**Work to do:** Copy the lines below word for word, leaving out the pictures.
---------- Input data ----------
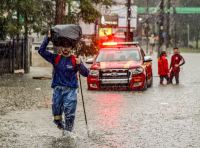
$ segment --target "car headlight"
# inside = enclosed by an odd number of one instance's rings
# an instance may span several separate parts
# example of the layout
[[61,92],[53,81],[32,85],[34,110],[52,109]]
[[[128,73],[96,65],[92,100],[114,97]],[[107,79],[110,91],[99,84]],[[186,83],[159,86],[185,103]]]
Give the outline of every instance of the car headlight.
[[130,72],[132,75],[137,75],[143,73],[144,69],[142,67],[136,67],[134,69],[130,69]]
[[99,76],[99,70],[90,70],[91,76]]

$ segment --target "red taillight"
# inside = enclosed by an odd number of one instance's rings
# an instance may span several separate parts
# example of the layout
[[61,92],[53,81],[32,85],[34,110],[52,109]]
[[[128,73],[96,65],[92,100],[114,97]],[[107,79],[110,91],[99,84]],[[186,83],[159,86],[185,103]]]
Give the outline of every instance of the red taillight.
[[115,45],[117,45],[117,42],[104,42],[102,45],[103,46],[115,46]]

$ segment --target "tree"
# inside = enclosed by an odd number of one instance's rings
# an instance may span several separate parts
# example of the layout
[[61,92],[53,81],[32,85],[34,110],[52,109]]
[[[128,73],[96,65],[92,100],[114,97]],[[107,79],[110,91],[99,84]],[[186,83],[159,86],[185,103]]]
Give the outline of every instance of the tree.
[[[180,5],[187,7],[200,7],[199,0],[179,0]],[[187,37],[187,26],[190,26],[190,39],[196,41],[196,48],[199,48],[199,37],[200,37],[200,14],[187,14],[180,15],[178,17],[177,23],[179,26],[179,37],[183,41],[183,43],[188,43]],[[186,46],[186,45],[185,45]]]

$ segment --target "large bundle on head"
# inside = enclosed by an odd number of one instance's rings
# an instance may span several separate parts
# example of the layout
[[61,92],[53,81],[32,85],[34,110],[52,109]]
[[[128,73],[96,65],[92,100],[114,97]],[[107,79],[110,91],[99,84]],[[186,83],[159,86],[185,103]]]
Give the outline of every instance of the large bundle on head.
[[82,36],[79,25],[56,25],[51,29],[51,41],[54,46],[75,47]]

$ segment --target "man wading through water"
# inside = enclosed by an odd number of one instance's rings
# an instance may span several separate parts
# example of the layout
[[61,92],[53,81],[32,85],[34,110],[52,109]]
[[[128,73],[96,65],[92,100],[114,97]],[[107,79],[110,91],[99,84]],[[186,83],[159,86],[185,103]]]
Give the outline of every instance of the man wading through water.
[[[59,54],[47,51],[47,45],[51,39],[51,33],[45,37],[38,53],[54,67],[51,87],[53,88],[52,112],[54,123],[59,129],[64,130],[64,134],[69,134],[73,130],[75,112],[77,106],[77,72],[87,77],[89,70],[82,61],[71,55],[72,44],[62,43],[63,47],[58,47]],[[62,120],[64,112],[65,120]]]

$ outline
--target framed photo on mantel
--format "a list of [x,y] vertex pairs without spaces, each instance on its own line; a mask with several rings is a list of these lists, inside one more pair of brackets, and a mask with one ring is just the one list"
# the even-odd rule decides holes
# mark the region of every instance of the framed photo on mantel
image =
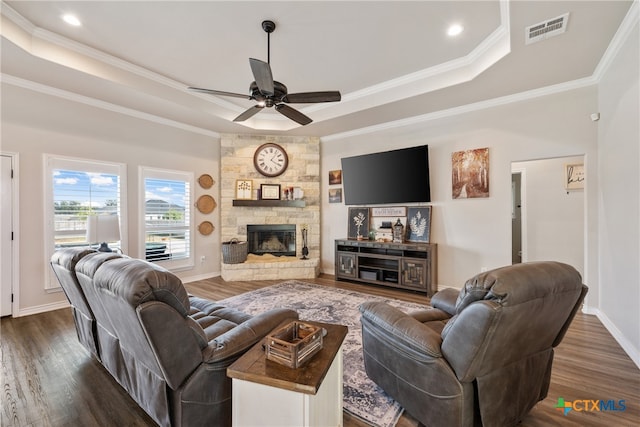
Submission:
[[262,200],[280,200],[280,184],[260,184]]

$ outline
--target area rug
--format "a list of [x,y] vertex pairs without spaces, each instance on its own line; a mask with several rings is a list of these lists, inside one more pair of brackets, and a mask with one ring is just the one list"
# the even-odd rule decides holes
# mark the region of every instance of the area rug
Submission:
[[371,381],[364,370],[358,307],[365,301],[386,301],[405,312],[427,308],[420,304],[296,280],[247,292],[219,302],[252,315],[272,308],[291,308],[298,312],[301,320],[348,326],[349,332],[343,344],[343,408],[351,415],[373,426],[393,427],[402,415],[402,407]]

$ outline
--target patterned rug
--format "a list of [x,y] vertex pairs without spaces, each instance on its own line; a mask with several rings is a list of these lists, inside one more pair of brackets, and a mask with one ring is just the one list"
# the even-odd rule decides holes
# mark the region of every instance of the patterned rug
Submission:
[[291,308],[298,312],[301,320],[348,326],[343,347],[343,408],[373,426],[393,427],[402,415],[402,407],[371,381],[364,370],[358,306],[365,301],[386,301],[405,312],[426,308],[420,304],[295,280],[227,298],[220,303],[252,315],[276,307]]

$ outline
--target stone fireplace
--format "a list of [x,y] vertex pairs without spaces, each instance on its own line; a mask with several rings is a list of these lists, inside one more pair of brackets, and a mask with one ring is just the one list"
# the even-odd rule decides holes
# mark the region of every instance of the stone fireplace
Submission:
[[255,255],[296,256],[295,224],[247,225],[247,252]]
[[[283,147],[287,170],[269,178],[256,171],[253,155],[264,143]],[[305,279],[320,274],[320,139],[304,136],[224,134],[220,139],[220,237],[247,241],[249,257],[240,264],[221,264],[224,280]],[[236,180],[250,180],[253,200],[236,199]],[[261,184],[299,187],[304,197],[295,201],[257,200]],[[251,225],[251,230],[249,225]],[[253,227],[286,226],[254,234]],[[277,227],[276,227],[277,228]],[[307,229],[308,259],[302,257],[302,229]],[[274,237],[275,236],[275,237]],[[250,249],[251,245],[257,248]],[[262,247],[262,249],[261,249]],[[265,251],[265,248],[275,248]],[[275,255],[275,256],[273,256]]]

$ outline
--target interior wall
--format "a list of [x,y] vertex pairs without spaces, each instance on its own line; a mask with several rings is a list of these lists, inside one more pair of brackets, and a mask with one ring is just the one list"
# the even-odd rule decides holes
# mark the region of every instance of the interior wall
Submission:
[[584,276],[584,190],[564,186],[565,165],[583,162],[578,156],[513,163],[525,176],[523,261],[565,262]]
[[[323,271],[333,273],[333,242],[347,235],[347,206],[328,203],[328,189],[336,188],[328,186],[328,172],[341,168],[342,157],[422,144],[429,145],[431,241],[438,244],[438,285],[459,288],[482,268],[511,264],[511,163],[585,155],[589,167],[596,159],[597,127],[590,120],[596,105],[597,89],[589,86],[401,129],[323,139]],[[483,147],[489,148],[490,196],[453,199],[451,154]],[[595,164],[592,169],[595,179]],[[594,201],[596,187],[589,187],[585,197]],[[594,209],[587,203],[587,210]],[[595,252],[594,244],[587,242],[585,251]],[[597,277],[585,280],[597,288]]]
[[[128,255],[138,253],[138,167],[150,166],[202,173],[216,184],[203,190],[195,184],[195,198],[212,194],[219,198],[219,140],[151,123],[114,112],[49,97],[8,85],[2,87],[2,150],[19,154],[20,284],[19,313],[46,311],[66,304],[62,292],[45,292],[44,278],[51,268],[45,258],[43,154],[119,162],[127,165]],[[210,277],[220,269],[219,211],[195,213],[195,223],[211,221],[216,230],[209,236],[195,235],[195,266],[177,272],[183,280]],[[201,257],[205,261],[201,262]]]
[[[640,367],[640,33],[638,19],[600,82],[600,314]],[[590,290],[593,292],[594,290]]]

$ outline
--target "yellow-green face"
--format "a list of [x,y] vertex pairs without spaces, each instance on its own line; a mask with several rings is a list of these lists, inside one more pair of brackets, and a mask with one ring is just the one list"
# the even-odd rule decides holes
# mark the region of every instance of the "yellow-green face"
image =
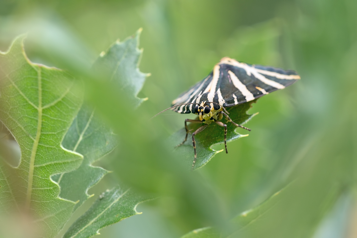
----------
**Correct output:**
$ segment --target "car headlight"
# inside = enclosed by an odd number of one instance's rings
# an instance may span several separate parts
# example of the layout
[[61,92],[53,81],[32,85],[34,110],[52,109]]
[[[128,73],[96,65],[92,100],[114,97]],[[107,79],[110,91],[99,84]],[[186,83],[159,86],[185,103]]]
Give the outline of every instance of the car headlight.
[[130,72],[132,75],[137,75],[143,73],[144,69],[142,67],[136,67],[134,69],[130,69]]
[[99,76],[99,70],[90,70],[91,76]]

$ segment --target "red taillight"
# inside = enclosed by an odd number of one instance's rings
# an instance may span several separate parts
# example of the layout
[[61,92],[53,81],[32,85],[34,110],[52,109]]
[[[128,73],[96,65],[92,100],[114,97]],[[107,79],[110,91],[99,84]],[[186,83],[159,86],[185,103]]]
Give the outline of every instance of the red taillight.
[[115,45],[117,45],[117,42],[104,42],[102,45],[103,46],[115,46]]

$ segment --target "tree"
# inside = enclosed by an odd number of one instance's rings
# an instance may span several separate parts
# example of the layout
[[61,92],[53,81],[32,85],[34,110],[52,109]]
[[[128,73],[96,65],[92,100],[114,97]],[[107,79],[110,91],[99,84]],[[186,83],[159,86],[185,103]]]
Give the outline of every instance of the tree.
[[[180,5],[187,7],[200,7],[199,0],[179,0]],[[187,37],[187,26],[190,26],[190,39],[196,41],[196,48],[199,48],[199,37],[200,37],[200,14],[187,14],[180,15],[178,17],[177,23],[179,26],[179,37],[183,41],[183,43],[188,43]],[[186,46],[186,45],[185,45]]]

$ segment --target "large bundle on head"
# inside = enclosed by an odd number of one instance's rings
# an instance may span several separate parts
# example of the layout
[[61,92],[53,81],[32,85],[34,110],[52,109]]
[[[128,73],[96,65],[92,100],[114,97]],[[107,79],[110,91],[99,84]],[[186,83],[159,86],[185,103]]]
Give the outline of every instance of the large bundle on head.
[[82,36],[79,25],[56,25],[51,29],[51,41],[54,46],[75,47]]

$ segment --target "man wading through water"
# inside = enclosed by an odd number of one instance's rings
# an instance may span several separate parts
# example of the layout
[[61,92],[53,81],[32,85],[34,110],[52,109]]
[[[128,73],[96,65],[92,100],[114,97]],[[107,79],[110,91],[99,84]],[[186,83],[159,86],[185,103]]]
Give the outline of every instance of the man wading through water.
[[[59,54],[47,51],[47,45],[51,39],[51,33],[45,37],[38,53],[54,67],[51,87],[53,88],[52,112],[54,123],[59,129],[64,130],[64,134],[69,134],[73,130],[75,112],[77,106],[77,72],[87,77],[89,70],[82,61],[71,55],[72,44],[62,43],[63,47],[58,47]],[[62,120],[64,112],[65,120]]]

$ outline
--target framed photo on mantel
--format "a list of [x,y] vertex pairs without spaces, each instance on its own line; a mask with several rings is a list of these lists, inside one more pair of brackets, and a mask with one ring is just the one list"
# the even-odd rule decides holes
# mark the region of every instance of the framed photo on mantel
image =
Submission:
[[262,200],[280,200],[280,184],[260,184]]

$ outline
--target area rug
--format "a list of [x,y] vertex pairs without spaces, each instance on its own line; a mask with several rings is a list of these lists, inside one more pair of brackets, and a mask with one ring is just the one list"
# the even-odd rule decides holes
# mark the region of every instance of the area rug
Submission:
[[371,381],[364,370],[358,307],[365,301],[386,301],[405,312],[427,308],[420,304],[296,280],[247,292],[219,302],[252,315],[272,308],[291,308],[298,312],[301,320],[348,326],[349,332],[343,344],[343,408],[351,415],[373,426],[393,427],[402,415],[402,407]]

$ outline
--target patterned rug
--format "a list of [x,y] vertex pairs without spaces, each instance on its own line; a mask with several rings is a list of these lists, inside one more pair of brackets, and a mask with one ring is just the one list"
# the even-odd rule decides holes
# mark the region of every instance of the patterned rug
Submission:
[[291,308],[298,312],[301,320],[348,326],[343,347],[343,408],[373,426],[393,427],[402,415],[402,407],[371,381],[364,370],[358,306],[365,301],[386,301],[405,312],[426,308],[420,304],[295,280],[227,298],[220,303],[252,315],[276,307]]

$ outline
--target stone fireplace
--format "a list of [x,y] vertex pairs without spaces, each instance on its own line; a mask with several rings is a list of these lists, inside one more pair of brackets, and a mask with one ring is just the one list"
# the even-odd rule decides holes
# mark the region of every instance of the stone fireplace
Submission:
[[255,255],[296,256],[295,224],[247,225],[247,252]]
[[[283,147],[287,170],[269,178],[256,171],[253,155],[264,143]],[[305,279],[320,274],[320,139],[304,136],[224,134],[220,139],[220,237],[247,241],[249,257],[240,264],[221,264],[224,280]],[[236,180],[250,180],[253,200],[236,199]],[[261,184],[299,187],[304,197],[295,201],[257,200]],[[251,225],[251,230],[249,225]],[[253,227],[286,226],[254,234]],[[277,227],[276,227],[277,228]],[[307,229],[308,259],[302,257],[302,229]],[[274,237],[275,236],[275,237]],[[250,249],[251,245],[257,248]],[[262,247],[262,249],[261,249]],[[265,251],[265,248],[275,248]],[[275,255],[275,256],[273,256]]]

$ outline
--target interior wall
--format "a list of [x,y] vertex pairs without spaces, each instance on its own line; a mask with several rings is a list of these lists, inside one more pair of brackets, and a mask with one ring is just the one list"
# the even-odd rule decides holes
# mark the region of every instance of the interior wall
Submission:
[[584,276],[584,190],[564,186],[565,165],[583,162],[578,156],[513,163],[525,176],[523,261],[565,262]]
[[[323,271],[333,273],[333,242],[347,235],[347,206],[328,203],[328,189],[336,188],[328,186],[328,172],[341,168],[342,157],[422,144],[429,145],[431,241],[438,244],[438,285],[459,288],[482,268],[511,264],[511,163],[585,155],[589,167],[596,159],[597,127],[590,120],[596,105],[597,89],[589,86],[401,129],[323,139]],[[483,147],[489,148],[490,196],[453,199],[451,154]],[[595,164],[592,169],[595,179]],[[594,201],[596,187],[589,187],[585,197]],[[594,209],[587,203],[587,210]],[[595,252],[594,244],[587,242],[585,251]],[[597,277],[585,280],[597,288]]]
[[[128,255],[138,253],[138,167],[150,166],[202,173],[216,184],[203,190],[195,184],[195,198],[212,194],[219,198],[219,140],[151,123],[114,112],[49,97],[8,85],[2,87],[2,150],[19,154],[20,284],[19,313],[46,311],[66,304],[62,292],[45,292],[44,278],[51,268],[45,258],[43,154],[119,162],[127,165]],[[210,277],[220,269],[219,211],[195,213],[195,223],[211,221],[216,230],[209,236],[195,235],[195,266],[177,272],[183,280]],[[201,257],[205,261],[201,262]]]
[[[640,367],[640,33],[638,19],[600,82],[600,314]],[[590,290],[593,292],[594,290]]]

$ outline
--target "yellow-green face"
--format "a list of [x,y] vertex pairs without spaces, each instance on its own line; a mask with several rings is a list of these lists, inside one more pair of brackets, and a mask with one ring is just the one list"
# the even-odd rule decides holes
# mark the region of every instance of the "yellow-green face"
image =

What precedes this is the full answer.